• _Document text_
★ ★ ★

The people of Pomeroy came out here in covered wagons. In the hills you can still see the traces of travois from the people who were here first. Mary’s farm is over a hundred years old. Her sons learned everything they might need to know from fixing the combine, and have gone on, as have many young people in this area, to careers in technology and computer science. Now there is talk of starting a farm museum, where the next generation can learn to make rope, and fix things, a rural version of Shopclass as Soulcraft.
Mary paints her horses. The fence. The Vesper Sparrow. Then the ocean. The Inland Empire is an inland of sea. If you have seen wind running over the wheat in late afternoon you know what a wave looks like and if you have studied a horse bucking with its white tail spread against clouds you know surf and how things rise and crash. Would you show it? Do I have to put a price on it? Well, you could ask a whole lot. I don’t want to sell it, this is to remind me of where I live. I don’t know if I could ever paint another.
Her daughters paint without asking. It seems natural that roses climb on skulls, that wolves live in the house, eye-level with men in cowboy hats.
You can see what Mary is up to and the work of The Blue Mountain Artisans’ Guild if you visit Pomeroy sometime. They have a new storefront gallery on the main street. And do stop by the Holy Rosary Church, which has been lovingly restored by members of the church parish and the Guild, under the expert guidance of skilled muralist and painter Jennifer Carrasco.
Steptoe Butte
The man is in his late seventies, silver haired and leathered. His open shirt flaps white in the wind; the six o’clock sun behind him lights him up like a sail. He paces and shouts into his phone. Broadcast from the tailgate of his station wagon, we know everything that he did not bring with him on his trip, starting with food and silverware. I don’t even have a jackknife. Hell I didn’t bring cold cuts no. I didn’t bring a toothbrush. The campgrounds are full. I can stay here for fifteen minutes without paying. Forgot my boots.

★ ★ ★

Location annotation dataset excerpts

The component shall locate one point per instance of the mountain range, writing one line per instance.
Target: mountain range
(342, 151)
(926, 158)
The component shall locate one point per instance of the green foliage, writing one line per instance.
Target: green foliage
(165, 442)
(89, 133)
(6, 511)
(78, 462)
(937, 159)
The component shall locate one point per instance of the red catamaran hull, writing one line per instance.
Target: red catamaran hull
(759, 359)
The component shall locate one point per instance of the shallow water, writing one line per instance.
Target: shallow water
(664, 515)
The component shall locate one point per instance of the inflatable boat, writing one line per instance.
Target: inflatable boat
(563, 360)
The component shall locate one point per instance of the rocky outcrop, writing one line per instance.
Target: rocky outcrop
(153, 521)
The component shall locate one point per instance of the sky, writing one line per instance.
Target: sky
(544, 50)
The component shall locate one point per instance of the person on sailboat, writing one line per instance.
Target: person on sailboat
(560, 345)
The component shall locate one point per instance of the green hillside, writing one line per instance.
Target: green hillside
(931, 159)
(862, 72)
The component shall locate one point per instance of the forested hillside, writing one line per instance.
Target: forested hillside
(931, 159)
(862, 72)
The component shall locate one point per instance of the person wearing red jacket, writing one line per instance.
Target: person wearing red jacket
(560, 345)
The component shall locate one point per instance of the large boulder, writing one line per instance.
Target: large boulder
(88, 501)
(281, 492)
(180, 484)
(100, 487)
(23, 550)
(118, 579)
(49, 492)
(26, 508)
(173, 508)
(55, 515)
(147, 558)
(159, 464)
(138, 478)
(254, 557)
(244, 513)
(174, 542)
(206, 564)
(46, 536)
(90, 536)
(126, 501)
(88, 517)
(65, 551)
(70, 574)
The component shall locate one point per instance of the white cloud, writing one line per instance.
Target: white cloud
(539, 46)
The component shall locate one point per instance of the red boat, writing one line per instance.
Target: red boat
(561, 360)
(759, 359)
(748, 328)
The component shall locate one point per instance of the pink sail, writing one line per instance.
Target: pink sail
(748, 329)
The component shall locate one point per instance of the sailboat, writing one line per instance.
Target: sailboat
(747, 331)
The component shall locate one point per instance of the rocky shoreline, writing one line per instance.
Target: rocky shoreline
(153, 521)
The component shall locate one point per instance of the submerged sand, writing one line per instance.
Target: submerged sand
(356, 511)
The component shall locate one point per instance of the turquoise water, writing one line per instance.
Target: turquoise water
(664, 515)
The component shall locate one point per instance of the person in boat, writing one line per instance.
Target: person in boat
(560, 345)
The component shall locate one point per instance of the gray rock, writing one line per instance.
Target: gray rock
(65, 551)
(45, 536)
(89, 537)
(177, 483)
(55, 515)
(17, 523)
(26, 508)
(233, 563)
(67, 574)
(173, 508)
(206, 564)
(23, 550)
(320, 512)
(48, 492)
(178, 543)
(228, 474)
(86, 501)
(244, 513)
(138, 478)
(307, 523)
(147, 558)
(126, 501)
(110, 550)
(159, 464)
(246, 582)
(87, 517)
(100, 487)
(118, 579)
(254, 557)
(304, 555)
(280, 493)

★ ★ ★

• _Challenge_
Write out the passage from the text about Pomeroy word for word, starting with "You can see" and going on through "painter Jennifer Carrasco.".

• _Final result_
You can see what Mary is up to and the work of The Blue Mountain Artisans’ Guild if you visit Pomeroy sometime. They have a new storefront gallery on the main street. And do stop by the Holy Rosary Church, which has been lovingly restored by members of the church parish and the Guild, under the expert guidance of skilled muralist and painter Jennifer Carrasco.